##### ENTRIES SUPPLIED
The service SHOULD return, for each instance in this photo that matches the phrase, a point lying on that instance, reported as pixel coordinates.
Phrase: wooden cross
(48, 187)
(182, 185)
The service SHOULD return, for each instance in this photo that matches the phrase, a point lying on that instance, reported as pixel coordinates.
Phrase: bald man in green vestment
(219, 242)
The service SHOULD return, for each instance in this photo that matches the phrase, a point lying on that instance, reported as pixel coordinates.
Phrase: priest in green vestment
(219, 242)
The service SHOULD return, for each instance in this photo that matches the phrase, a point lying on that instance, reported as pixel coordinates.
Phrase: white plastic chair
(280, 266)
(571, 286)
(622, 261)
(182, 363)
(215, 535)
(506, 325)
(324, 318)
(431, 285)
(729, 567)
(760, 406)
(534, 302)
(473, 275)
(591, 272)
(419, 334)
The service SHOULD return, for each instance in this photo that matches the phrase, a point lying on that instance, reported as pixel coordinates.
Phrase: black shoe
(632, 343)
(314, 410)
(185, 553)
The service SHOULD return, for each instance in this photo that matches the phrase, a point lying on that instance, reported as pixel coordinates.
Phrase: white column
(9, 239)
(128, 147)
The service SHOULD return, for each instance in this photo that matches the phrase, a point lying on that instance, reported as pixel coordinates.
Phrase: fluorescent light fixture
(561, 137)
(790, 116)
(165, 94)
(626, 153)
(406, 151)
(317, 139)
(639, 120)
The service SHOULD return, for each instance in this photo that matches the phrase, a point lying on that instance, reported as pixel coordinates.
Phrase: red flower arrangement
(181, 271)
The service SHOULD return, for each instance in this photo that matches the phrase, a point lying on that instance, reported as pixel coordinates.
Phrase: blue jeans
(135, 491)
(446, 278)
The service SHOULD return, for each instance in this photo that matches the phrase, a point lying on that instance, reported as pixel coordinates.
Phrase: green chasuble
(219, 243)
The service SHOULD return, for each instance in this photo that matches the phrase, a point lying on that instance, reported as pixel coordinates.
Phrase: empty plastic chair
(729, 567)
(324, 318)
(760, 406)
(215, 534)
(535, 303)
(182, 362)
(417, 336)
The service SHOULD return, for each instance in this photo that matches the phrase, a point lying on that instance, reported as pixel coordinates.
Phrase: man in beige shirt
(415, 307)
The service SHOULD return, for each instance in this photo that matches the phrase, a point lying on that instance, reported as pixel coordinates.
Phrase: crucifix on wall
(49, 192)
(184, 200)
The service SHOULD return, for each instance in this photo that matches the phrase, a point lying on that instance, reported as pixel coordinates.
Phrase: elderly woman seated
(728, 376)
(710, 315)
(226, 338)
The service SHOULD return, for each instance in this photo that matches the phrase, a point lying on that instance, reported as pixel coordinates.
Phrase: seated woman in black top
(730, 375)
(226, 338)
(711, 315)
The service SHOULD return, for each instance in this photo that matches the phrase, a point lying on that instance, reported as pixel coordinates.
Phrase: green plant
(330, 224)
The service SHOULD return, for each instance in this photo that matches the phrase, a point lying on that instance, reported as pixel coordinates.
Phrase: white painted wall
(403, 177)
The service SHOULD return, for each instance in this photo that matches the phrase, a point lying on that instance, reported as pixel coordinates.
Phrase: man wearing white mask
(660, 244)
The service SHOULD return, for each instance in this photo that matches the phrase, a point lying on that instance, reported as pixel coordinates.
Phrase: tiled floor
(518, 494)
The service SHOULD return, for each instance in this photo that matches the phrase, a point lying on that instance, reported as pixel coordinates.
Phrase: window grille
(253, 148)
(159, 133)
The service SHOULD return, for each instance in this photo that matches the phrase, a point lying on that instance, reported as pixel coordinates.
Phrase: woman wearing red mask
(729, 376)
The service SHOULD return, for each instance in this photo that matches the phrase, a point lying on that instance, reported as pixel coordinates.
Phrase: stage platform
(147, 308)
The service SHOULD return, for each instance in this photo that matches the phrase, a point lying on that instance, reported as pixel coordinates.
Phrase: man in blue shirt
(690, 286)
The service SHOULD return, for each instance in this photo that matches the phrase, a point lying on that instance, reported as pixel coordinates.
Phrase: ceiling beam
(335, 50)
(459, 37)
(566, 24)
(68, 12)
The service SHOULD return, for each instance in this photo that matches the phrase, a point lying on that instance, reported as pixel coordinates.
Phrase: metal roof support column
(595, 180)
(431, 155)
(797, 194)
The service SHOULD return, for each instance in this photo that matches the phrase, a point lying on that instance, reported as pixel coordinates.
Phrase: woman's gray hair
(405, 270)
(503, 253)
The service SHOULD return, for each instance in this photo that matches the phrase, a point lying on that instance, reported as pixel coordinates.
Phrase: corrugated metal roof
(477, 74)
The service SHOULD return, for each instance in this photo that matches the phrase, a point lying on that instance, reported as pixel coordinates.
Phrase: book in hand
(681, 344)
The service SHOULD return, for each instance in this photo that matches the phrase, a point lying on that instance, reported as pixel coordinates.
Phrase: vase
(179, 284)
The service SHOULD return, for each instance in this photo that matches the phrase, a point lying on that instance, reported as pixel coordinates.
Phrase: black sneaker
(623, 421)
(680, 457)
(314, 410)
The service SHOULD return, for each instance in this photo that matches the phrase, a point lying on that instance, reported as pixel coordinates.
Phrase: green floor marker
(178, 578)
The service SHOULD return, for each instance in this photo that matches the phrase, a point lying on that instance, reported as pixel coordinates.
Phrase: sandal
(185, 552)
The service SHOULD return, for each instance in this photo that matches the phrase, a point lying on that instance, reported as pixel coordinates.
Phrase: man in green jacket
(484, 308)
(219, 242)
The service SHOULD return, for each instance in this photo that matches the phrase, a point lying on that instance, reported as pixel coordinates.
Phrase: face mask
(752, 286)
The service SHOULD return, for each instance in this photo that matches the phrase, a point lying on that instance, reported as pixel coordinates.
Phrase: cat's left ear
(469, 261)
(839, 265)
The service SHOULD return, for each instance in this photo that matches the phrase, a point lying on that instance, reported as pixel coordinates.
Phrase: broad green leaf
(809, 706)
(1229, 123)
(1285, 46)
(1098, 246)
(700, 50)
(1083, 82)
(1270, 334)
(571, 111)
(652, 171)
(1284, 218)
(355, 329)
##########
PROBLEM STATEMENT: Every record, word for word, must be returned.

RESPONSE TO THIS EXERCISE:
The service SHOULD return, for each instance in this photo that matches the phrase, a point lying on that instance, reported as pixel coordinates.
Phrase: wooden cross
(48, 187)
(182, 185)
The service SHOULD return, for each instance in this photo that matches the phrase, a point lying on that instance, reported as pixel coordinates.
Phrase: bald man in green vestment
(219, 242)
The service SHOULD return, for each instance in this photo that matches the phrase, a point lying on that instance, reported as pixel coordinates.
Phrase: priest in green vestment
(219, 242)
The service SHOULD return, for each instance in this photo that matches the phrase, a point lying on that instance, reported as pixel coordinates.
Phrase: white plastic chair
(280, 266)
(571, 286)
(622, 261)
(182, 363)
(215, 535)
(506, 325)
(324, 318)
(431, 285)
(729, 567)
(760, 406)
(534, 302)
(473, 275)
(591, 272)
(419, 334)
The service SHOULD return, for each instance in this photo that matches the phrase, a point lying on that instance, reported as pixel coordinates.
Phrase: black shoe
(632, 343)
(314, 410)
(185, 553)
The service SHOULD return, for each instance in this photo that matches the phrase, a point lying on that instance, reported as pixel coordinates.
Phrase: white column
(9, 239)
(128, 147)
The service SHOULD return, for each instance in this photo that matches the phrase, a point lying on that instance, reported as pixel coordinates.
Phrase: fluorescent light fixture
(561, 137)
(790, 116)
(165, 94)
(626, 153)
(406, 151)
(317, 139)
(639, 120)
The service SHOULD return, for each instance in this photo that matches the phrase, a point lying on that instance, reported as pixel coordinates.
Phrase: red flower arrangement
(181, 271)
The service SHOULD return, for each instance in this photo that matches the phrase, a point lying on that instance, reported as pixel coordinates.
Phrase: blue jeans
(135, 491)
(446, 278)
The service SHOULD return, for each instance in this photo that matches the phrase, a point lying on that instance, reported as pixel coordinates.
Phrase: green chasuble
(219, 243)
The service SHOULD return, for each instance in this photo that matches the phrase, a point lying on that instance, reported as pixel coordinates.
Phrase: empty plastic chair
(729, 567)
(324, 318)
(760, 406)
(215, 534)
(535, 303)
(182, 362)
(417, 336)
The service SHOULD return, for each instance in this photo that matches the phrase, a point lying on that instance, reported as pixel coordinates.
Phrase: man in beige shirt
(415, 307)
The service SHOULD return, for each instance in this photo that matches the phrase, a point lying on that instance, reported as pixel coordinates.
Phrase: crucifix on wall
(49, 192)
(184, 200)
The service SHOULD return, for each instance in this photo that matches the phrase, a point lying on that instance, reported as pixel coordinates.
Phrase: elderly woman seated
(728, 376)
(710, 315)
(226, 338)
The service SHOULD return, for each instance in this photo that matches the phrase, a point lying on that instance, reported as pixel coordinates.
Phrase: seated woman in black top
(730, 375)
(226, 338)
(711, 315)
The service SHOULD return, for each instance in this photo that matches the phrase, a point lying on that instance, reported as pixel coordinates.
Phrase: green plant
(330, 224)
The service SHOULD return, for each instance in this photo that matches the phrase, a point lying on that instance, reported as pixel coordinates.
Phrase: white painted wall
(403, 177)
The service SHOULD return, for each instance in this photo that matches the phrase, a point lying on that instance, reported as pixel coordinates.
Phrase: man wearing white mask
(660, 244)
The service SHOULD return, for each instance in this photo that matches the phrase, a point lying on that instance, reported as pixel coordinates.
Phrase: tiled floor
(518, 494)
The service SHOULD return, for each instance in this photo that matches the phrase, a point lying on that instance, reported as pixel coordinates.
Phrase: window grille
(253, 148)
(159, 133)
The service SHOULD return, for each instance in this photo that matches the phrase, a point lying on that instance, reported as pixel coordinates.
Phrase: woman wearing red mask
(729, 376)
The service SHOULD return, for each instance in this photo that matches the phrase, a point lying on that instance, reported as pixel coordinates.
Phrase: stage platform
(147, 308)
The service SHOULD return, for each instance in this photo that matches the phrase, a point lying on that instance, reported as pixel coordinates.
Phrase: man in blue shirt
(690, 286)
The service SHOULD return, for each instance in this photo that matches the phrase, a point lying on that instance, reported as pixel coordinates.
Phrase: ceiling beam
(335, 50)
(459, 37)
(566, 24)
(68, 12)
The service SHOULD return, for each instance in this photo that matches the phrase, a point lying on that instance, reported as pixel coordinates.
Phrase: metal roof support column
(595, 180)
(431, 155)
(797, 194)
The service SHOULD return, for each instance in this photo that matches the phrase, a point lying on that instance, reported as pixel coordinates.
Phrase: woman's gray hair
(405, 270)
(503, 253)
The service SHOULD return, for each instance in this photo that matches the phrase, a point lying on that instance, reported as pixel coordinates.
Phrase: corrugated metal roof
(477, 74)
The service SHOULD return, for each instance in this photo that matches the phrase, a point lying on that instance, reported as pixel coordinates.
Phrase: book in hand
(681, 344)
The service SHOULD return, for each instance in this photo that matches the phrase, a point lying on that instance, reported as pixel coordinates.
Phrase: vase
(179, 284)
The service SHOULD return, for each instance in this photo that matches the phrase, a point lying on that instance, reported as pixel coordinates.
Phrase: black sneaker
(623, 421)
(680, 457)
(314, 410)
The service SHOULD return, for each instance in this photo that matches the phrase, a point lying on that instance, reported as pixel coordinates.
Phrase: green floor marker
(178, 578)
The service SHOULD return, for each instance in this photo that matches the phrase, a point lying on that instance, reported as pixel coordinates.
Phrase: sandal
(185, 552)
The service SHOULD return, for each instance in this photo that matches the phrase, a point lying on that instance, reported as pixel coordinates.
Phrase: man in green jacket
(484, 308)
(219, 242)
The service SHOULD return, for each instance in this photo that matches the phrase, a point lying on that instance, reported as pixel coordinates.
Phrase: face mask
(752, 286)
The service SHOULD return, for each instance in this photo that matches the phrase, a point lying on that instance, reported as pixel coordinates.
Phrase: cat's left ear
(469, 261)
(839, 265)
The service SHOULD return, for each instance in this photo that matches the phrase, a point lying on that instance, reported as pixel coordinates.
Phrase: broad green leaf
(809, 706)
(1229, 123)
(1285, 46)
(1098, 246)
(700, 50)
(1083, 82)
(1270, 334)
(571, 111)
(652, 171)
(1284, 218)
(355, 329)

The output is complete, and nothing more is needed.